Copy out every item below line for line, with no change to any character.

● **Supplied entries**:
______
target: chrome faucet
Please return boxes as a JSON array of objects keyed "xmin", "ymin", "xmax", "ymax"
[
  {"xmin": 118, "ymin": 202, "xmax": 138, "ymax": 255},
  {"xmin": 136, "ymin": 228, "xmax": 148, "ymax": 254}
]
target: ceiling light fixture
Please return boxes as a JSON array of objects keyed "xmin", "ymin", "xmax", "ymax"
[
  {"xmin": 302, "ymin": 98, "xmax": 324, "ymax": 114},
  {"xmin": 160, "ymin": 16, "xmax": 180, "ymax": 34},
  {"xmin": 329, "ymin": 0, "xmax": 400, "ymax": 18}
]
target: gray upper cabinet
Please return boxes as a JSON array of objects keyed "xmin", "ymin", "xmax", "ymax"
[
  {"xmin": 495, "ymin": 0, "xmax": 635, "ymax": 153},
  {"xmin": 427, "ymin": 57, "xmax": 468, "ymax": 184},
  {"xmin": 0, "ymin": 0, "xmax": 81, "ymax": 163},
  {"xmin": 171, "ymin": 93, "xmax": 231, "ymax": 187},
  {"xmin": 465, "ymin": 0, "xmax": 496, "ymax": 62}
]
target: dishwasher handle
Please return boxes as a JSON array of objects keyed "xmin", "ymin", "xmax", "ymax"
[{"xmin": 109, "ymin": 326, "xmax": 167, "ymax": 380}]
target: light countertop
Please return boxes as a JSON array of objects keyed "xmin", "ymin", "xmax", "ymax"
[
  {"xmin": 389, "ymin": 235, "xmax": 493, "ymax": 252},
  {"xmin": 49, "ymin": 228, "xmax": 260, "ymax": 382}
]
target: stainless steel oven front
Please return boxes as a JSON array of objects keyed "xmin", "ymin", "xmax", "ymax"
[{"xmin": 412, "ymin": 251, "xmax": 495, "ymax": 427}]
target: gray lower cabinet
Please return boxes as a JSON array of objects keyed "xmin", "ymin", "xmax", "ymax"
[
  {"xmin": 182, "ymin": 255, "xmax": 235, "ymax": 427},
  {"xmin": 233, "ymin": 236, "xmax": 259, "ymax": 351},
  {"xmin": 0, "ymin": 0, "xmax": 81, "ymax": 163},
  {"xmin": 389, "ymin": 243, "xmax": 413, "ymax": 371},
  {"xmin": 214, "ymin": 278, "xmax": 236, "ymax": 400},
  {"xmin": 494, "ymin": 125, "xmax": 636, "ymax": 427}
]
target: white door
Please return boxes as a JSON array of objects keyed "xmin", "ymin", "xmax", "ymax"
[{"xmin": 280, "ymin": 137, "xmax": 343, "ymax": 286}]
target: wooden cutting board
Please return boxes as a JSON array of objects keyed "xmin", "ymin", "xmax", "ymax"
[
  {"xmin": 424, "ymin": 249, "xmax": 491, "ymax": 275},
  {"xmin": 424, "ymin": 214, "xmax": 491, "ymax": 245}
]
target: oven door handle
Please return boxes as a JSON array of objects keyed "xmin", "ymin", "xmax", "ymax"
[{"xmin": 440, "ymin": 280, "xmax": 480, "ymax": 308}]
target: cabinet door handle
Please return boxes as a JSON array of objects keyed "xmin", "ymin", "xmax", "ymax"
______
● **Expected answer**:
target: chrome faucet
Please return boxes as a JSON array of objects keyed "xmin", "ymin", "xmax", "ymax"
[
  {"xmin": 118, "ymin": 202, "xmax": 138, "ymax": 255},
  {"xmin": 136, "ymin": 228, "xmax": 148, "ymax": 254}
]
target: ceiling light fixture
Please return boxes as a JSON array of objects keyed "xmin", "ymin", "xmax", "ymax"
[
  {"xmin": 302, "ymin": 98, "xmax": 324, "ymax": 114},
  {"xmin": 160, "ymin": 16, "xmax": 180, "ymax": 34},
  {"xmin": 329, "ymin": 0, "xmax": 400, "ymax": 18}
]
target: gray upper cabinet
Please return boxes as a JSON array of objects keyed "xmin", "ymin", "xmax", "ymax"
[
  {"xmin": 495, "ymin": 0, "xmax": 635, "ymax": 153},
  {"xmin": 427, "ymin": 57, "xmax": 468, "ymax": 184},
  {"xmin": 0, "ymin": 0, "xmax": 81, "ymax": 163},
  {"xmin": 171, "ymin": 93, "xmax": 231, "ymax": 187},
  {"xmin": 465, "ymin": 0, "xmax": 496, "ymax": 62}
]
target: dishwasher handle
Please return boxes as a JSON array of objects keyed "xmin", "ymin", "xmax", "ymax"
[{"xmin": 109, "ymin": 326, "xmax": 167, "ymax": 380}]
target: light countertop
Please return boxes as a JSON array of objects keyed "xmin", "ymin", "xmax", "ymax"
[
  {"xmin": 389, "ymin": 235, "xmax": 493, "ymax": 252},
  {"xmin": 49, "ymin": 228, "xmax": 260, "ymax": 382}
]
target: stainless steel oven front
Please return boxes as a JSON array of objects keyed "xmin", "ymin", "xmax", "ymax"
[{"xmin": 412, "ymin": 251, "xmax": 495, "ymax": 427}]
target: gray lower cabinet
Please return boxes as a JSON array of objects keyed "xmin", "ymin", "xmax", "ymax"
[
  {"xmin": 182, "ymin": 255, "xmax": 235, "ymax": 427},
  {"xmin": 233, "ymin": 236, "xmax": 259, "ymax": 351},
  {"xmin": 0, "ymin": 0, "xmax": 81, "ymax": 163},
  {"xmin": 389, "ymin": 243, "xmax": 413, "ymax": 371},
  {"xmin": 214, "ymin": 278, "xmax": 236, "ymax": 400},
  {"xmin": 494, "ymin": 125, "xmax": 636, "ymax": 427}
]
target: white door
Please return boxes as a JSON array of objects keyed "xmin", "ymin", "xmax", "ymax"
[{"xmin": 280, "ymin": 137, "xmax": 343, "ymax": 286}]
target: wooden cutting board
Please return boxes as a JSON array of objects keyed "xmin", "ymin", "xmax", "ymax"
[
  {"xmin": 424, "ymin": 249, "xmax": 491, "ymax": 275},
  {"xmin": 424, "ymin": 214, "xmax": 491, "ymax": 245}
]
target: oven door handle
Please return boxes as a JSON array of objects keyed "xmin", "ymin", "xmax", "ymax"
[{"xmin": 440, "ymin": 280, "xmax": 480, "ymax": 308}]
target: cabinet door handle
Please return boxes as a JSON array of objects keyed "xmin", "ymin", "xmax", "ymax"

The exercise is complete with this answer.